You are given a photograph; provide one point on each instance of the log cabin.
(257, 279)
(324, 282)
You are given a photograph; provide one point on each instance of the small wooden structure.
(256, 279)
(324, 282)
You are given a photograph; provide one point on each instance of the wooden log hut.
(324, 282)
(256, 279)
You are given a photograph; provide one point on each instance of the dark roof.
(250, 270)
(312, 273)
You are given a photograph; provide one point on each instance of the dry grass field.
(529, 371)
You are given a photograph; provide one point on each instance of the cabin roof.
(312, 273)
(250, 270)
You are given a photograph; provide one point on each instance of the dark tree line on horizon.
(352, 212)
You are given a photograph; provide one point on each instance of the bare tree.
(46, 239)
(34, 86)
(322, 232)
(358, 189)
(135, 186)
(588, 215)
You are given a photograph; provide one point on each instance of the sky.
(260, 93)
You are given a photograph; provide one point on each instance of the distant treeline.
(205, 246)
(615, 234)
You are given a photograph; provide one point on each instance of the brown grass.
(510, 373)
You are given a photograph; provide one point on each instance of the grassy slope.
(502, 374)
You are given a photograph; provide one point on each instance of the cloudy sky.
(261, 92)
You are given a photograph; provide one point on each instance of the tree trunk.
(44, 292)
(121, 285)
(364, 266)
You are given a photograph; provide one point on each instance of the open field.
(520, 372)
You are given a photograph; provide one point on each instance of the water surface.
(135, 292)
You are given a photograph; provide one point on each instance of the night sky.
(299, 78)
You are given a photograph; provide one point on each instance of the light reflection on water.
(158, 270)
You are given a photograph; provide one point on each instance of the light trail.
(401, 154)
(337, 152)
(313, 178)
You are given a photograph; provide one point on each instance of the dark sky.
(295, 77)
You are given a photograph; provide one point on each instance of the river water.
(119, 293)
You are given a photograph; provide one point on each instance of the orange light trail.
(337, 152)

WHAT THIS TASK INVOLVES:
Convert all of the rows above into a two-column CSV with the header columns text and answer, one CSV line per row. Put each row's text and its answer in one quoted field apiece, with every line break replaced by a space.

IN RESPONSE:
text,answer
"You are given a photograph; provide one point on each instance of the log cabin.","(257, 279) (324, 282)"
"You are given a photograph; provide one point on each instance of the small wooden structure.","(256, 279) (324, 282)"
"You are given a photograph; provide one point on each instance of the wooden log hut.","(324, 282) (256, 279)"
"You are given a photograph; provide one point on each instance of the dark roof.","(250, 270) (312, 273)"
"You are given a photograph; provide one point on each instance of the dry grass field.","(529, 371)"
"You are given a photograph; provide one point on each instance of the cabin roof.","(312, 273) (250, 270)"
"You are given a photograph; provide one point on each instance of the dark tree line on horizon.","(352, 212)"
"You are given a photograph; provide one point on each instance of the bare tree.","(46, 239) (34, 86) (322, 232) (358, 189) (135, 186) (588, 215)"
"You are given a photograph; provide one point on each instance of the sky.","(260, 93)"
"You are given a photograph; provide one point on each instance of the distant treeline.","(205, 246) (615, 234)"
"You are given a photograph; provide one point on each instance of the brown grass.","(510, 373)"
"You are given a photograph; provide one point on each instance of the grassy slope.","(502, 374)"
"You are given a photograph; provide one point on each instance of the cloudy sky.","(261, 92)"
"You are given a photograph; provide one point on each instance of the tree trunk.","(44, 292) (121, 285) (364, 266)"
"You are given a photograph; provide one point on each instance of the open field.","(520, 372)"
"You are given a photograph; provide one point on each instance of the water surface.","(135, 292)"
"You are given a photograph; provide one point on each instance of the night sky.","(299, 78)"
"You are given a photograph; provide one point on each instance of the light reflection on water.","(158, 270)"
"You are given a photograph; provide one point on each instance of the light trail.","(401, 154) (337, 152) (313, 178)"
"You are given a photograph; provide one point on each instance of the dark sky.","(295, 77)"
"You are given a photograph; provide one point on each instance of the river water.","(119, 293)"
"You are given a photograph; provide one point on each instance of the orange light trail.","(337, 152)"